**Your task**
Locate the line containing "Expected: one point per instance of the white cloud" in the material below; repeat it and every line after it, exactly as written.
☆ ☆ ☆ ☆
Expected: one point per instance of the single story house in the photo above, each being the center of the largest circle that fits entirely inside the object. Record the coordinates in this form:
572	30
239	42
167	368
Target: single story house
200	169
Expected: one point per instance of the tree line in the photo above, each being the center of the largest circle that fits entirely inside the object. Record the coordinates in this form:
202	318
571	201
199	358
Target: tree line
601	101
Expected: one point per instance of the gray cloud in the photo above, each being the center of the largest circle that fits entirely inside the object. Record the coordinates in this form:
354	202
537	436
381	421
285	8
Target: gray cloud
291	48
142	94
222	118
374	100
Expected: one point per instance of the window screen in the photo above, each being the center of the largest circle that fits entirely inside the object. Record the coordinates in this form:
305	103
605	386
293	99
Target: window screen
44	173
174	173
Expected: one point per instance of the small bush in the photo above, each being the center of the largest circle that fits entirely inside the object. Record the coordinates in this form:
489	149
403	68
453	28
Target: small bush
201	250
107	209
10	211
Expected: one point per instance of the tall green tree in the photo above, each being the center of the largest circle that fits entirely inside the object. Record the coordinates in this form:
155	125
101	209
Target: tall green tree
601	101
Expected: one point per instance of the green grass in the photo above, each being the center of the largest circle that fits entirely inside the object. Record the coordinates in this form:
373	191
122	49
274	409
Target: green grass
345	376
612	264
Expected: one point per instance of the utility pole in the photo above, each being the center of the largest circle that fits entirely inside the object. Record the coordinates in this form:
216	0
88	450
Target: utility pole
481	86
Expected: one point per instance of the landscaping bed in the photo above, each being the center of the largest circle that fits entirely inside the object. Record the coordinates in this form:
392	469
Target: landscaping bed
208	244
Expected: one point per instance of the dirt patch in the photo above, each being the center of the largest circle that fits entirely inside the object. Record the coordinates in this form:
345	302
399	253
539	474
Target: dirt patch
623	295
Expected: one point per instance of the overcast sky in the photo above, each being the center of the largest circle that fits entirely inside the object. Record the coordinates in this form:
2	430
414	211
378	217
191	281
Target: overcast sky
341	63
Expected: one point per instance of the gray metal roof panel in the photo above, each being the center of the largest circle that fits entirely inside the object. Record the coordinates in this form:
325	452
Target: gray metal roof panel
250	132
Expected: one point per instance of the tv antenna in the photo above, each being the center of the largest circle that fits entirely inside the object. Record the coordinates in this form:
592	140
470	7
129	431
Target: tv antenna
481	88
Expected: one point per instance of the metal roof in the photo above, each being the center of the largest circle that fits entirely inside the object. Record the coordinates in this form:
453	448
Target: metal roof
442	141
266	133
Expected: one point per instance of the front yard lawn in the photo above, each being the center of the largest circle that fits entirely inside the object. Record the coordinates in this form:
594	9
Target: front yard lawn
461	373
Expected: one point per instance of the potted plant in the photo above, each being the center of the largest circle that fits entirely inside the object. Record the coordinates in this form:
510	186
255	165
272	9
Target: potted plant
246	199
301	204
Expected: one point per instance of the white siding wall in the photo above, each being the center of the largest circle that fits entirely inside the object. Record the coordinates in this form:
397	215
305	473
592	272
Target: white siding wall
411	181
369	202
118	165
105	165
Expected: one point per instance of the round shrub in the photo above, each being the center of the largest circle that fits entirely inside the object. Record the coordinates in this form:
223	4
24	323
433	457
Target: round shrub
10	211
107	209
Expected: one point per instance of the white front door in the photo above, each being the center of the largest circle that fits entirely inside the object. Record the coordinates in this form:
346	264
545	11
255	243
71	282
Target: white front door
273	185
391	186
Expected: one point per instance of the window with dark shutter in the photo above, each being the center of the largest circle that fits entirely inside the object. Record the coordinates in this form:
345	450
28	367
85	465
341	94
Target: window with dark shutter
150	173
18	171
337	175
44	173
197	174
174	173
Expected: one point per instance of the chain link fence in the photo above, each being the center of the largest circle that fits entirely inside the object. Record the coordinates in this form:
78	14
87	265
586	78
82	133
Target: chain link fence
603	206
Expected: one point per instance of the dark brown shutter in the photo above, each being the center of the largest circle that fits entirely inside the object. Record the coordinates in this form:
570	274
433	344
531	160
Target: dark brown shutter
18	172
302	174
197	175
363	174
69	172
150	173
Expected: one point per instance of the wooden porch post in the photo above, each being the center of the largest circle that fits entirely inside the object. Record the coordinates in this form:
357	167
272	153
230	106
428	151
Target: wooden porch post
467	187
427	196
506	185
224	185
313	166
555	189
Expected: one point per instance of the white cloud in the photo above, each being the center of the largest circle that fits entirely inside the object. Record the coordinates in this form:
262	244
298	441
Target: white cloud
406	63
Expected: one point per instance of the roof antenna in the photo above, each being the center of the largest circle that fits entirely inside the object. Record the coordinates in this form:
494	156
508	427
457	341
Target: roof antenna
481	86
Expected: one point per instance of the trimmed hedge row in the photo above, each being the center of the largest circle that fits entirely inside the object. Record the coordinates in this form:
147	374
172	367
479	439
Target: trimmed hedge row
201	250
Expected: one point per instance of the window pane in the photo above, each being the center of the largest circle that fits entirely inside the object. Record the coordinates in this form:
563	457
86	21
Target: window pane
☆ ☆ ☆ ☆
**Answer for the task**
Expected: one point per instance of the white cloud in the photo above, each being the center of the largest circle that fits entirely inside the object. Record the coordinates in this form:
262	244
298	441
Target: white cloud
406	63
Expected: one point per instance of the roof antenna in the photo above, each being the center of the largest circle that fits entirely inside the object. Record the coordinates in this form:
494	156
508	427
457	341
Target: roof antenna
481	86
Expected: one point per instance of the trimmed hedge row in the photo above, each being the center of the largest circle that fits entirely inside the object. Record the coordinates in this form:
147	374
172	367
479	439
Target: trimmed hedge row
201	250
Expected: one point per instance of the window pane in the photo above, each being the center of the largest circle that fits entirely inside the object. Record the coordinates in this form:
563	457
86	21
Target: window pane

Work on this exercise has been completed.